Problem to solve.
Continue the Azure Marketplace procurement guide from where it stops, writing a few more paragraphs in the same style.

Supplied passage.

········

Procurement playbook - How to drive custom deals on Azure Marketplace
Azure Marketplace offers an excellent opportunity to maximize your investment in Azure while also exploring other solutions that might better fit your needs. However, B2B commerce on a cloud environment comes with its own set of complexities and considerations. This article provides procurement best practices for maximizing the potential of Azure Marketplace.
Before you begin
It's important to understand the basic concepts of Azure before using Azure Marketplace. These concepts include:
Billing accounts and subscriptions: A billing account manages your costs and invoices, while subscriptions are the operational entities on which your Azure resources run. Each billing account has one or more subscriptions. It is important to note that having admin permissions to a billing account doesn't grant permission to its subscriptions, and vice versa. These permissions are configured independently of each other.
To purchase a product from the marketplace (free or paid), it requires that you deploy a resource and associate it with an Azure subscription. The Azure subscription is part of the primary billing unit on your invoice. So, you must be a subscription owner or contributor to complete a purchase.
Azure subscription and SaaS subscription are two different things. An Azure subscription is an Azure construct for the purposes described previously. A SaaS subscription is a marketplace product that customers purchase for a defined period of time. It has its own life cycle and behavior. You can use one Azure subscription to purchase and manage multiple SaaS subscriptions.
When you ask for a private offer agreement with a publisher, you need to provide your billing account ID. The private offer applies to all the subscriptions under the billing account you provide.
Account settings overview
This section provides an overview of the settings required to complete a purchase and how to find them.
What it takes to complete a purchase
To complete a purchase of private offers, you must complete two steps: accept and purchase. Accepting requires billing account admin permissions, while purchasing requires subscription owner or contributor permissions.
For SaaS products, activating a SaaS subscription is done at the publisher's portal and requires Microsoft Entra permissions to perform single sign-on to non-microsoft products. See more information on configuring how users consent to applications.

········

Entries shown.
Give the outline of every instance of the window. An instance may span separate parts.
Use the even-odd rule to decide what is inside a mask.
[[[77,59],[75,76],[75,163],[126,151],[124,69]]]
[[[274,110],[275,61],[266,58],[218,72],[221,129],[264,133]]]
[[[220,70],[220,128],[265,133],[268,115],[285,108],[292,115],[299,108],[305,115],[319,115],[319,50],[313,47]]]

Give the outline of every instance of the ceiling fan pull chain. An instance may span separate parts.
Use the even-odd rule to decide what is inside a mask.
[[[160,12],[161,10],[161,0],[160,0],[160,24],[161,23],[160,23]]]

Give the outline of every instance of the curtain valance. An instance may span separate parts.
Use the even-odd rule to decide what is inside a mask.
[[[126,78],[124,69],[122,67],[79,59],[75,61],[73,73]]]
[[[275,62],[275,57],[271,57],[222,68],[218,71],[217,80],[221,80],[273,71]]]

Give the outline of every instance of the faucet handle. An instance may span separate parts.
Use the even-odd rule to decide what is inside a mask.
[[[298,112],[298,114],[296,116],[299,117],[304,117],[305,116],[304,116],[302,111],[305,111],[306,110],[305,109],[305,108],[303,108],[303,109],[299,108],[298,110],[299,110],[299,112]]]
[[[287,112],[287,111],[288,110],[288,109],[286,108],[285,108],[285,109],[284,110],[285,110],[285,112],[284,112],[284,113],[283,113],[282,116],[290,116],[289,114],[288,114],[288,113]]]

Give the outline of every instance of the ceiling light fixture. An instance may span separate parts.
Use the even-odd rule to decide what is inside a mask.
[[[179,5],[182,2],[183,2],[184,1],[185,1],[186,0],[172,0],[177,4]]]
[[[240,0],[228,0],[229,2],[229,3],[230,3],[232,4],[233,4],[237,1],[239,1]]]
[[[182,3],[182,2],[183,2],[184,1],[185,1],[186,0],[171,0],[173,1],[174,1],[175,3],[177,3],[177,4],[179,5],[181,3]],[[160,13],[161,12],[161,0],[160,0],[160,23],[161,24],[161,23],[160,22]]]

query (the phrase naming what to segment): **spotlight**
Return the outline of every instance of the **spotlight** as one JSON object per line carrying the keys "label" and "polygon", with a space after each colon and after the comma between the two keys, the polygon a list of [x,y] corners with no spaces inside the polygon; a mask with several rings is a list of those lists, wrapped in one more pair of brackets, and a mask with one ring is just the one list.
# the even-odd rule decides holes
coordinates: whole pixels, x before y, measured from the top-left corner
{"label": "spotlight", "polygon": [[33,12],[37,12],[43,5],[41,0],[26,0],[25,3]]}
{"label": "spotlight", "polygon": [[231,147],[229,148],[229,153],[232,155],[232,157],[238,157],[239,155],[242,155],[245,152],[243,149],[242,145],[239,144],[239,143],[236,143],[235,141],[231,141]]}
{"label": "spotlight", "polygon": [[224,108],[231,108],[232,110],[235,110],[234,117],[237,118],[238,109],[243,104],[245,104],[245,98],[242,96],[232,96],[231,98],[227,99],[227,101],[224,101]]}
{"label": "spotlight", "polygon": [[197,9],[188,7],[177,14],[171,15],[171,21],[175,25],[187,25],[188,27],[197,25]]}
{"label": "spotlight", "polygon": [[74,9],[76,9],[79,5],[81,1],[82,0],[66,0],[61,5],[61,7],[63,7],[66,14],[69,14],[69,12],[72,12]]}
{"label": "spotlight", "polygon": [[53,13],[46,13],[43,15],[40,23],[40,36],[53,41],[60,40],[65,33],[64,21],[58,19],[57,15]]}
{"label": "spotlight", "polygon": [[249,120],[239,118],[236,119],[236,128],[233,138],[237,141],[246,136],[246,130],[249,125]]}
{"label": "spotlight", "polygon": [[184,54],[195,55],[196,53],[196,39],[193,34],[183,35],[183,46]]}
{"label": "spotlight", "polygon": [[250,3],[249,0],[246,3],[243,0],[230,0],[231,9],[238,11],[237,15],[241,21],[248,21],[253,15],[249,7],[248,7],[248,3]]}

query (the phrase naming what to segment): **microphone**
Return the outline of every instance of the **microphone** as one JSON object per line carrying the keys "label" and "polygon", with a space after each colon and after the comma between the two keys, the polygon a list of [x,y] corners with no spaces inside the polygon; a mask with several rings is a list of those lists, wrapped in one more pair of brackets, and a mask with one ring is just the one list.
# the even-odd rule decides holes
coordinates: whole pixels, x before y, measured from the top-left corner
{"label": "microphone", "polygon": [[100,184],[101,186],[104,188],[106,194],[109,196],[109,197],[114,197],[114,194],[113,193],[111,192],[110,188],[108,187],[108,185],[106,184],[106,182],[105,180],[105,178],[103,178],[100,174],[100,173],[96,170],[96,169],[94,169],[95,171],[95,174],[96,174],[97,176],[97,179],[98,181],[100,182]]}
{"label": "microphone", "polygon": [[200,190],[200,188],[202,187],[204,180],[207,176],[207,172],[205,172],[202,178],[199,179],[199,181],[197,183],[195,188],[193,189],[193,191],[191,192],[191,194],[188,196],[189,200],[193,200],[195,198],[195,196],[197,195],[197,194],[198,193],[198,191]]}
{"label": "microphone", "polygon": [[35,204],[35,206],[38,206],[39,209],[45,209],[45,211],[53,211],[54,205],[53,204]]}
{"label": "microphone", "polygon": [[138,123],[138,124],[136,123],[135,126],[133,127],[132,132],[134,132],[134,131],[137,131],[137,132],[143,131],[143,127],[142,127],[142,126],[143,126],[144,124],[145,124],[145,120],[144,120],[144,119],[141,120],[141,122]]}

········

Written reply.
Your permissions and account settings
You can find your subscription permissions and the billing account they're associated with in the Marketplace private offers precheck tool. It scans your account and provides you with necessary information about potential settings you need to address.
- Private marketplace: If private marketplace is enabled on your tenant, the product you plan to buy should be in the allowlist.
- Azure policies - Your organization might have policies blocking marketplace or policies enforcing specific tagging when creating a resource. For more information on how to address this issue, see Private offers precheck: eligibility check results.
After you decide on the subscription, be sure your subscription is registered for Marketplace Resource Provider, or you won't be able to use it for any deployment. In Azure portal, go to: Subscriptions > select the subscription > resource providers > filter by the word "marketplace" > make sure all three results are enabled for Azure Marketplace.
To find your billing account permissions, go to Azure portal and select Cost Management & Billing > Billing Scopes > (select the billing account you want) > Access Management (IAM).
If you don't see the billing account you're looking for, it means you don't have permission to it, including read-only permissions. For more information, see Billing accounts and scopes in Azure portal.
To find out if you can register non-Mircrosoft applications with SSO, check the Microsoft Entra ID menu to see if users can register applications. Activating your SaaS service requires SSO permissions to non-Microsoft apps.
For more information, see Configure how users consent to applications.
If you don't have the necessary permissions, you need to find someone in your organization who has them. In some organizations, there's a need for two or three different people who have each of the permissions. These people need to take the actual actions to complete the purchase.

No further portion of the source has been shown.